Problem description: Read the entries below and pull out each line with the string "ground".

── Dataset records

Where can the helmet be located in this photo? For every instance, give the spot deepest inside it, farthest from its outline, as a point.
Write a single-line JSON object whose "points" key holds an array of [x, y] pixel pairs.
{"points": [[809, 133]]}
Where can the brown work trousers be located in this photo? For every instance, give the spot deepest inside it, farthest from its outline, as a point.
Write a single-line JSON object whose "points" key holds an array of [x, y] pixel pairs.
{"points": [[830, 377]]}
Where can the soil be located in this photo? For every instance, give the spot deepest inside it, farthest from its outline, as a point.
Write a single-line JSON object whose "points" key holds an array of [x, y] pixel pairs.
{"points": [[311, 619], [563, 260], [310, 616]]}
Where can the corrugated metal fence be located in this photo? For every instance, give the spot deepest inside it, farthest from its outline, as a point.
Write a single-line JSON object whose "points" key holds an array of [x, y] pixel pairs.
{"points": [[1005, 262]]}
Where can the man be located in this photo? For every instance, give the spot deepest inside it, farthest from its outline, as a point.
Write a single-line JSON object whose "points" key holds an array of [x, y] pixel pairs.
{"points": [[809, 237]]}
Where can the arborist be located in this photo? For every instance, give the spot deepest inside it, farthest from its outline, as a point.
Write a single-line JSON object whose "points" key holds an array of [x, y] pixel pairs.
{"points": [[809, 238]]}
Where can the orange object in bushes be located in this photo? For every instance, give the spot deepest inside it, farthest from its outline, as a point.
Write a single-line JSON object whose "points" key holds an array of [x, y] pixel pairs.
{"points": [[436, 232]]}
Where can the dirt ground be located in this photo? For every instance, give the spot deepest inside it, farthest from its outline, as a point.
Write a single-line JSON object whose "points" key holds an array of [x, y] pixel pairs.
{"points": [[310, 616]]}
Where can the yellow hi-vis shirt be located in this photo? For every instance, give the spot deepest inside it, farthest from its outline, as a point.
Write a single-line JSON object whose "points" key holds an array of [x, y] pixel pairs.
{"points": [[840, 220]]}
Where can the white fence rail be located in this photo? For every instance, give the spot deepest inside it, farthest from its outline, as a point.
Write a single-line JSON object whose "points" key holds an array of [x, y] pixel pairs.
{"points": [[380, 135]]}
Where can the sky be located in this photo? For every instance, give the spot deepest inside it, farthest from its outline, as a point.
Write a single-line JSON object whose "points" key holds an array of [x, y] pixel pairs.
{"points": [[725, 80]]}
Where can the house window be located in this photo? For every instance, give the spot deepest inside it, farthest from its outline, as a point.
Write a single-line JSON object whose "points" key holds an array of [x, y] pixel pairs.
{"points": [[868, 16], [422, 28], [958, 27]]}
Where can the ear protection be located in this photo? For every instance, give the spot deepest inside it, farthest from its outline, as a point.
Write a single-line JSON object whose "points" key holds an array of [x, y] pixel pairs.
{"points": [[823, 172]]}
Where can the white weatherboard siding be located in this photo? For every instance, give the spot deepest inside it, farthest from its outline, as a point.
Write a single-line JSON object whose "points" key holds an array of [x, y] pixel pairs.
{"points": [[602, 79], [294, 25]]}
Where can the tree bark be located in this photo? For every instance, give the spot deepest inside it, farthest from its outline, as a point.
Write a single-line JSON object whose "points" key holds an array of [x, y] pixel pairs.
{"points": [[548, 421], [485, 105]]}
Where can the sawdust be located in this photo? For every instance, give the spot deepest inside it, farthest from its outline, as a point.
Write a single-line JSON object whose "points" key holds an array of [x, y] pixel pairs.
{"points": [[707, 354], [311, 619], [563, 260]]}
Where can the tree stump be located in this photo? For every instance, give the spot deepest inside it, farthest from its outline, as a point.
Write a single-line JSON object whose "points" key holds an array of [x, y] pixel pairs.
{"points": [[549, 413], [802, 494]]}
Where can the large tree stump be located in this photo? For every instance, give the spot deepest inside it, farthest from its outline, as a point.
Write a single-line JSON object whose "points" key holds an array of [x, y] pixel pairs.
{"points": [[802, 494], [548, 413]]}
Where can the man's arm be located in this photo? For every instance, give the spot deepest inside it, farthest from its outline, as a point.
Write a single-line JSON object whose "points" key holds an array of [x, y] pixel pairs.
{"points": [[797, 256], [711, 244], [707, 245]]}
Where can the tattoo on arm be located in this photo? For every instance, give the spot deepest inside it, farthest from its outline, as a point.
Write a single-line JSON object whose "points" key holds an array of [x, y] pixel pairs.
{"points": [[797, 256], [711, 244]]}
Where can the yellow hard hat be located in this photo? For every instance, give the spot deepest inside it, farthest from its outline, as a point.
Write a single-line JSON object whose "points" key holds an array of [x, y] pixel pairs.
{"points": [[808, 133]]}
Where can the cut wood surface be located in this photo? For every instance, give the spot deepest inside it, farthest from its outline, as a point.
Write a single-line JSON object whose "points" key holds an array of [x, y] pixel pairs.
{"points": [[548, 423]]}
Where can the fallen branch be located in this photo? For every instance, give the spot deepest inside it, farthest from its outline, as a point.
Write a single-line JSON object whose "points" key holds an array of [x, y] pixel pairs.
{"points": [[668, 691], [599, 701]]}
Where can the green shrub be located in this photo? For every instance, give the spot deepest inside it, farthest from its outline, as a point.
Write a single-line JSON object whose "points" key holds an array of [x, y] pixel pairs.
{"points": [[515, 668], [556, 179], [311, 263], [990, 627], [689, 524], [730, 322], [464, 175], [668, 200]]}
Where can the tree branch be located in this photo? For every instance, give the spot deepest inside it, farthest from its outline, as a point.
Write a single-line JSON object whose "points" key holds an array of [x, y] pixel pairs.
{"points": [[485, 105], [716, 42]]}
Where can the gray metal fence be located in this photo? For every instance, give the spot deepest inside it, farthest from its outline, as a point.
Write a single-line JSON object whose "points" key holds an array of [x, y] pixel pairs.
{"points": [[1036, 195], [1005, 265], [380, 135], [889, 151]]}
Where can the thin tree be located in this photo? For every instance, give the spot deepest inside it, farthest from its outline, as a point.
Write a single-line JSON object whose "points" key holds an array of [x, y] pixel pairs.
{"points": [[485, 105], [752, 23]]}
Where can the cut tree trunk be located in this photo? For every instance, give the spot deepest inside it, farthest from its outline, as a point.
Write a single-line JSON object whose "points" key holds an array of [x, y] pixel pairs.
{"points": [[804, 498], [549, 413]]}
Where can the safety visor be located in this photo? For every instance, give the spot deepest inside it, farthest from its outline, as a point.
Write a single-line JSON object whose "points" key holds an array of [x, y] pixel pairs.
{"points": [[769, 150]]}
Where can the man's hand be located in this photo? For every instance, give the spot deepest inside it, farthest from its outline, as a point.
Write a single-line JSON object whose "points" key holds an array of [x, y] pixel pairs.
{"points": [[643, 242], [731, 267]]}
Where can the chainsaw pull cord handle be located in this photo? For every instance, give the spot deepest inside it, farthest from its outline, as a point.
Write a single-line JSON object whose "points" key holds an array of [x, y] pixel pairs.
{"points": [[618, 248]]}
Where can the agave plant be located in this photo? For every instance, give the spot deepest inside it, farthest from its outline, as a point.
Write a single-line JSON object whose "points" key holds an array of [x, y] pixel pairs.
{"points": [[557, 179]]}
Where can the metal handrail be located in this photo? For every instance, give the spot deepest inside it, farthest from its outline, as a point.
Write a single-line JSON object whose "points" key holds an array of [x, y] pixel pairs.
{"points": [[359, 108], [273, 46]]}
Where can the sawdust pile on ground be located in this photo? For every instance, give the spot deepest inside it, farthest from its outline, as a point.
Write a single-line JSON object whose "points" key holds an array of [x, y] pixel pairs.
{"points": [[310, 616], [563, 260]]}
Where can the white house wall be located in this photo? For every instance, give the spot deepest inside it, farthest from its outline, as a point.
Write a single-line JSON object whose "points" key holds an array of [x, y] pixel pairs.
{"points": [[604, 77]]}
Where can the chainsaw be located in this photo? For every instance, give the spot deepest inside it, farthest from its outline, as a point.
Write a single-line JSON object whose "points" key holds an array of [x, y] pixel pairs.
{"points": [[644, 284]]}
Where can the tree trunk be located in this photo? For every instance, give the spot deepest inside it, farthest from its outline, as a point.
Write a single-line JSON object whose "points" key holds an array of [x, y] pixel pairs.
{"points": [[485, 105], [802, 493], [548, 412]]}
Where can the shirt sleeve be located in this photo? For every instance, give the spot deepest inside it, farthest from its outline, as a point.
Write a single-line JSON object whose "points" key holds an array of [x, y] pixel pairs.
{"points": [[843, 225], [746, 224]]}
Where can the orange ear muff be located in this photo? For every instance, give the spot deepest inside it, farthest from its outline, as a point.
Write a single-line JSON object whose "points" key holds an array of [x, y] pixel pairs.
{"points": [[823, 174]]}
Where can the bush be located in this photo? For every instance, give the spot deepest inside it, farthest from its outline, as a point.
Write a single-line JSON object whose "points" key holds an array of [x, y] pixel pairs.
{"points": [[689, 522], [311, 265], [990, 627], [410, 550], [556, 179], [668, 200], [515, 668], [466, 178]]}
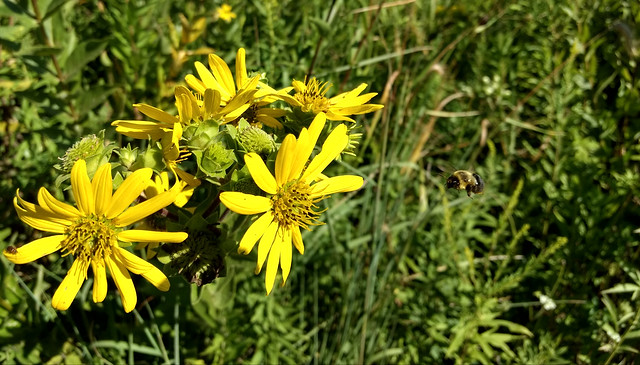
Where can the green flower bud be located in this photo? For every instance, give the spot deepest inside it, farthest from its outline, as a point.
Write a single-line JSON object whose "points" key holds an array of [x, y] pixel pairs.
{"points": [[200, 136], [90, 148], [198, 259], [254, 139], [128, 156], [215, 160], [152, 158], [247, 186]]}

────

Solution to the problem:
Where can the dirt ground be located in this photo? For every instance, give the spot deepest inside it, farthest from its outline, as a point.
Where can the sawdust pile on ground be located in this photo? For every instance, give the spot deepest inside it, farthest from its outline, as a point.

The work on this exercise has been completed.